Your instructions: Tally the lines in the following entries that include the word "instance"; state only the total.

#### Dataset ####

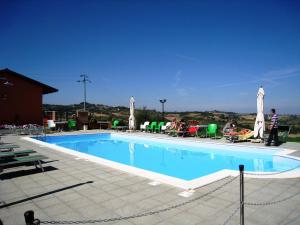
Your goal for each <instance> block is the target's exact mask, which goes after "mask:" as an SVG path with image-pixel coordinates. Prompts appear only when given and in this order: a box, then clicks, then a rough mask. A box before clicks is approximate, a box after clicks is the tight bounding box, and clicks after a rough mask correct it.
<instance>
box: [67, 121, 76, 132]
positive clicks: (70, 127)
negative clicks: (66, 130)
mask: <svg viewBox="0 0 300 225" xmlns="http://www.w3.org/2000/svg"><path fill="white" fill-rule="evenodd" d="M68 128H69V129H70V130H73V129H75V128H76V120H68Z"/></svg>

####

Solved problem: 2